→ **Source data**
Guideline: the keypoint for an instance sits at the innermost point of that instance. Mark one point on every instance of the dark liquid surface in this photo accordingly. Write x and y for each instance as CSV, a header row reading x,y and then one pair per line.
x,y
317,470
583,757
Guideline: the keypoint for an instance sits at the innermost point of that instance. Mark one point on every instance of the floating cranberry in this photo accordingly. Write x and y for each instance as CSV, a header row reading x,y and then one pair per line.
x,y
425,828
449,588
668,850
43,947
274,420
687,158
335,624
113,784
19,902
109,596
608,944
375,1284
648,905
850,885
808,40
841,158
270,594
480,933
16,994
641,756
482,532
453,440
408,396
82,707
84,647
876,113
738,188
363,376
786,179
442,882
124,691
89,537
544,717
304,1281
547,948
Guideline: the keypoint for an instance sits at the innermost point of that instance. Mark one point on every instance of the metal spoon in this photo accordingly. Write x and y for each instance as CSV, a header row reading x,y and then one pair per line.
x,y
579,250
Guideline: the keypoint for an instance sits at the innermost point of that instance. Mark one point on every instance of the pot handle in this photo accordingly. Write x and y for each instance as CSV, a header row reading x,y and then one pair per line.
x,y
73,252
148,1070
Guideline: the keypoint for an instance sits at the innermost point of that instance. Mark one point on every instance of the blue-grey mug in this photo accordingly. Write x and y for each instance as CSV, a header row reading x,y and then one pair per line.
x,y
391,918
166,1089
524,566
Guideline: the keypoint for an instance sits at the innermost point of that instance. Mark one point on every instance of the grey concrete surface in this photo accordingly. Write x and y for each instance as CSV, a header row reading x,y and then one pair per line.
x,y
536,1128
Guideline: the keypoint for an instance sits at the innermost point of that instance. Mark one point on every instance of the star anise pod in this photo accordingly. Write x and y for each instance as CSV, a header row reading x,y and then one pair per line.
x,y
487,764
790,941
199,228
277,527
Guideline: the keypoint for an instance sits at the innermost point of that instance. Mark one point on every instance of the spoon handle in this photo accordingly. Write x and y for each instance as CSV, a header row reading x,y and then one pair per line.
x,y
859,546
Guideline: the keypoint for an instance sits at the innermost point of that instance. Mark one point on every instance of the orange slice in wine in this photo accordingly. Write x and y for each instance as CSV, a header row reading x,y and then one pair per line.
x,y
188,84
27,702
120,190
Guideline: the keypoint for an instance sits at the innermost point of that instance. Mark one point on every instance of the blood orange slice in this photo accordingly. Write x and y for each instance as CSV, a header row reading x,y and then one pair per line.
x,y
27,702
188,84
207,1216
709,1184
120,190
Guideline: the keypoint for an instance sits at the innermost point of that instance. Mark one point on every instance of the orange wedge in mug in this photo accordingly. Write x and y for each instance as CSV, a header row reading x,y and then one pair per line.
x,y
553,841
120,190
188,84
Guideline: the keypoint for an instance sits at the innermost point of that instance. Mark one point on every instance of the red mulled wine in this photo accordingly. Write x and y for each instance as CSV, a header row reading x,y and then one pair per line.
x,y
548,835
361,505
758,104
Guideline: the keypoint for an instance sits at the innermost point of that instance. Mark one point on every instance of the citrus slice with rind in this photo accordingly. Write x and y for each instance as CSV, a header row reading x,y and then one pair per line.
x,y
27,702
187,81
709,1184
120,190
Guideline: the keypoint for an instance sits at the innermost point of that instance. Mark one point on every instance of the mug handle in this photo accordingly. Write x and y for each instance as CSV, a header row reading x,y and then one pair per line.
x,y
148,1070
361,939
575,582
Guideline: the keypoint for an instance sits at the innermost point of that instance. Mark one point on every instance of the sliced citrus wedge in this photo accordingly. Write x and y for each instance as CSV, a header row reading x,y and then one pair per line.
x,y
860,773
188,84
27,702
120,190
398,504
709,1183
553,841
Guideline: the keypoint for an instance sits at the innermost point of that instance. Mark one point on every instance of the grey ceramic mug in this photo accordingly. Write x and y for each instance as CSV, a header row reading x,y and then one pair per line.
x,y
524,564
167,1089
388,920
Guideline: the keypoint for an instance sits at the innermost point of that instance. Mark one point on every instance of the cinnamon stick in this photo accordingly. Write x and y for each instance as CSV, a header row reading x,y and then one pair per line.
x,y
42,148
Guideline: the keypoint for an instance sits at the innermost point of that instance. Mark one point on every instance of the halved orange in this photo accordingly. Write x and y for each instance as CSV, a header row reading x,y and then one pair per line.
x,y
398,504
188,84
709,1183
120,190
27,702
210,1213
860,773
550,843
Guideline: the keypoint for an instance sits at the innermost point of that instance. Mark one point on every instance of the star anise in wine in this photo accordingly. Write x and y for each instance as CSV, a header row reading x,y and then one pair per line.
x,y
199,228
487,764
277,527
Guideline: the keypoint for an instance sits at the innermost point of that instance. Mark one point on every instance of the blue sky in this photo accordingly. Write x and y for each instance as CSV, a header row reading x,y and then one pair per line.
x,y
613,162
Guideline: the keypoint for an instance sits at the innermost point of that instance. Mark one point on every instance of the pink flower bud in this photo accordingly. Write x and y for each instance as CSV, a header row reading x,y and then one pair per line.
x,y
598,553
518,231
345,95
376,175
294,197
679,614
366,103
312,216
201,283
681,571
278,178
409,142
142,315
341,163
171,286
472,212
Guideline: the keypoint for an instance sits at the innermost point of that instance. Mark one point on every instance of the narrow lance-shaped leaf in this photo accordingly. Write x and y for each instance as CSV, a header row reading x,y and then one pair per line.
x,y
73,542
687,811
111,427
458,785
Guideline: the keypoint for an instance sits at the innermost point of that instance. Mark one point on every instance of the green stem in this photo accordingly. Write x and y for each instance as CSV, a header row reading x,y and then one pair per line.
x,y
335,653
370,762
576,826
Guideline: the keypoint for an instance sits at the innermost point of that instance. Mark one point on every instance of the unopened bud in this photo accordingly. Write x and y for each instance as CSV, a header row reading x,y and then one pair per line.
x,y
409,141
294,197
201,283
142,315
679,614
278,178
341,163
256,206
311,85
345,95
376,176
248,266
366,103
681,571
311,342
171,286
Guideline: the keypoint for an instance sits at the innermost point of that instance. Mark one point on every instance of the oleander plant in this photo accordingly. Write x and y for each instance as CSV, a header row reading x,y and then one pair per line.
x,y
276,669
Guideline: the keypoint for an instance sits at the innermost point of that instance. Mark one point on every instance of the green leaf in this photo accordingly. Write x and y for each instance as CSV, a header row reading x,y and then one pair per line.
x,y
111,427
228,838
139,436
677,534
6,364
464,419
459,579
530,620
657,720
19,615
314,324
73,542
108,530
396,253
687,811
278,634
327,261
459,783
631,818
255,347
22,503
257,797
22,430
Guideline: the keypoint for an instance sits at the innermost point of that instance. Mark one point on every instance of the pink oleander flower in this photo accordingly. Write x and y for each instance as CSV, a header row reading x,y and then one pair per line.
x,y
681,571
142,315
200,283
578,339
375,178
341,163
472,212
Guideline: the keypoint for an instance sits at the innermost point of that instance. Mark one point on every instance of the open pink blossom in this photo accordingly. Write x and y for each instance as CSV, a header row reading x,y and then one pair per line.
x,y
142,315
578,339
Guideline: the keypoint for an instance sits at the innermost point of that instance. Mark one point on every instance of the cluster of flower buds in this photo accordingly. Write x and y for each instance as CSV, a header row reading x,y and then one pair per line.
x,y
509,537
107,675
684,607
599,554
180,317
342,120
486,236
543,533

→ **What you will do**
Exactly as shown above, write out all the records.

→ **Result of this exercise**
Guideline: the keypoint for an instance sits at the innermost point of that instance. Mark one point on every instance of the dark liquid surface in this photo accordingly. Write x and y for each instance as CSV, a header row reading x,y and then one pair per line.
x,y
317,470
583,757
Guideline: the keypoint for an instance sits at the innermost point of that instance. Mark one point on every instance of the floating cranberry in this photo accordingly. Write x and y for each instance as CSV, a header row reading x,y and then one pair per line.
x,y
425,828
449,588
668,850
43,947
274,420
687,158
335,624
113,784
19,902
109,596
608,944
375,1284
648,905
850,885
808,40
841,158
270,594
480,933
16,994
641,756
482,532
453,440
408,396
82,707
84,647
876,113
738,188
363,376
786,179
442,882
124,691
89,537
544,717
304,1281
547,948
Guideline: the keypoint for an instance sits at the innermost point of that instance. Mark one point on every instance of the metal spoon in this photo accordingly. Write x and y for each instance as CSV, a header row reading x,y and then one pair per line.
x,y
579,250
Guideline: the keypoint for an instance sits at the innermost point of that instance. Mark one point on every instance of the pot handle in this photo accordingly. Write x and y for each instance as CSV, a header row reading x,y and then one pair per line.
x,y
73,252
148,1070
Guideline: the keypoint for an instance sits at the innermost point of that instance. Mark one point on every instance of the blue-grey mug in this photo accordingly. Write x and y for each instance as CSV, a header row reading x,y and then one pair per line.
x,y
391,918
166,1089
524,566
Guideline: the keypoint for an instance sits at the innermost point of that instance. Mark one point on every instance of the grey concrete surface in this photo accordingly. Write x and y for each instance as CSV, a header row reading x,y and then one pair per line.
x,y
536,1128
Guideline: the keypoint for an instance sits at the innermost point of that instance. Mark one point on every instance of the star anise pod in this photo accordingly. Write x and y for each instance as CSV, a header row reading x,y and then one pair per line.
x,y
487,764
790,941
199,228
277,527
Guideline: the keypoint for an instance sits at the innermost point of that instance. Mark one point on every instance of the spoon handle in this photo accordingly. Write x and y for each instance as CSV, a header row reading x,y and then one pair per line.
x,y
859,546
Guideline: the keypoint for an instance sits at the innermost point of that instance. Mark one point on every instance of the orange slice in wine in this photo accordingly. Write x and y for each instance as CSV, a header row reading x,y and then one pair per line.
x,y
188,84
27,702
120,190
Guideline: the keypoint for an instance sits at the innermost point of that instance. Mark one point on every instance of the blood orange slice in this photo accordingly. Write x and y for each instance as CSV, a header row reading x,y and then one pair per line.
x,y
27,702
188,84
207,1216
709,1184
120,190
Guideline: the keypoint for an instance sits at the innermost point of that instance. Mark one point on every instance of the orange wedge in mug in this photo accordingly. Write x and y for each instance as CSV, a header row reading x,y and then one pair per line.
x,y
553,841
120,190
188,84
Guideline: the keypoint for an instance sits at the innermost point of that instance. Mark one point on every instance of the red mulled wine in this photo accordingly. Write x and y for each instance as CSV, a header row reading x,y and then one pair per line.
x,y
548,835
361,505
758,104
Guideline: the keypoint for an instance sits at the innermost point of that instance. Mark one point on every instance of the citrus slice with rind in this photo accordingly. Write x and y for each instance as CSV, a header row reading x,y and then one pair per line.
x,y
27,702
187,81
709,1184
120,190
Guideline: the keypoint for an instance sits at the innermost point of that instance. Mark one point on every instance of the mug handle in this photo accordingly. Write x and y for each instance as CSV, a header row reading x,y and then one pair per line.
x,y
148,1070
361,939
575,582
Guideline: the keypoint for an instance sits at the innermost point of that instance. Mark one point on every instance of the sliced citrus wedge in this photo accordingly. Write x and y for each instance as CSV, a header row reading x,y and then one pair per line.
x,y
860,773
188,84
27,702
120,190
398,504
709,1183
553,841
Guideline: the keypoint for an instance sits at the innermost point of that instance. Mark one point on every instance of the grey ceramic mug in this photo accordingly. Write x and y for each instance as CSV, a header row reading x,y and then one pair per line.
x,y
524,564
167,1089
388,920
Guideline: the keypoint for an instance sits at the innermost point of that instance. Mark one point on every instance of the cinnamon stick in this photo accordingly. Write x and y for each instance as CSV, a header row reading x,y and then one pair per line.
x,y
42,148
Guideline: the keypoint for an instance sits at the innermost point of that instance. Mark one point on every instance of the halved orange in this photo accordingly. Write x and y for each instance as CSV, a header row reading x,y and then one pair per line.
x,y
398,504
188,84
709,1183
120,190
27,702
210,1213
860,773
550,843
Guideline: the keypoint for an instance sits at the innermost point of that instance. Mark one point on every instance of the star anise in wine in this photo accordingly. Write x and y for each instance as CSV, a header row reading x,y and then one pair per line.
x,y
199,228
487,764
277,527
Guideline: the keypoint for an instance sits at the innermost point of that instance. Mark one point on every instance of the blue sky in this photo accordingly. Write x and y for each instance as CSV, a header row reading x,y and then one pair per line.
x,y
613,162
Guideline: the keypoint for an instance sits at the innermost point of that instance. Mark one point on every instance of the pink flower bud in this photo accordingly. Write x and y for each instance as CSV, a header row reading x,y and then one pair per line.
x,y
598,553
518,231
345,95
376,175
294,197
679,614
366,103
312,216
201,283
681,571
278,178
409,142
142,315
341,163
171,286
472,212
Guideline: the keypoint for an instance sits at the innermost point of that instance. Mark one point on every instance of the narrow lance-shaped leaf in this photo accordingly. Write x and y for each instance as CSV, a header row reading x,y and then one pair per line.
x,y
73,542
687,811
111,427
458,785
Guideline: the keypoint for an instance sits at the innermost point of that instance. Mark one point on every instance of the green stem in this photo accordingly. Write x and y for each instance as CSV, a header row reading x,y and then one pair per line.
x,y
335,653
370,762
576,826
Guideline: the keypoint for an instance sits at the innermost point of that instance. Mark one point on every instance of the unopened bud in this photo accordingly. Write x and y for each instance as CSV, a header row reading x,y and then one pair per line.
x,y
409,141
294,197
201,283
142,315
679,614
278,178
341,163
256,206
311,85
345,95
376,176
248,266
366,103
681,571
311,342
171,286
Guideline: the keypoint for an instance sits at the innermost point of that instance. Mark one point on every instance of the oleander plant in this photo accordingly. Write x and y for each instance as CSV, a header row reading x,y and then one pair per line.
x,y
276,669
Guideline: the keypoint for an instance sits at the innermost point of that instance. Mark one point on every instance of the green leaf in this photo accordingly. Write x and y for each instance as CSV, a header row reading x,y and then one pair per line.
x,y
111,427
228,838
139,436
677,534
6,364
464,419
459,579
530,620
657,720
19,615
314,324
73,542
108,530
396,253
687,811
278,634
327,261
459,783
631,818
255,347
22,503
257,797
22,430
Guideline: the keypoint for an instance sits at the innermost point of that instance. Mark one point on every instance of the pink oleander flower in this photo accordingly. Write x and y for each instance as CSV, a header row reading x,y and then one pair per line.
x,y
681,571
142,315
200,283
578,339
375,178
341,163
472,212
Guideline: the keypoint for an instance sits at the innermost point of that instance. Mark one point on every instance of the open pink blossom in this photo accordingly. Write x and y for each instance as CSV, a header row reading x,y and then one pair per line.
x,y
142,315
578,339
Guideline: the keypoint for an instance sits at the innermost point of that instance. Mark one point on every instance of the cluster of flower buds in this photo accordingly. Write x and y for each instance as CSV, a header row reading x,y and then one pair per line.
x,y
509,537
107,675
684,607
599,554
180,317
342,120
486,236
543,533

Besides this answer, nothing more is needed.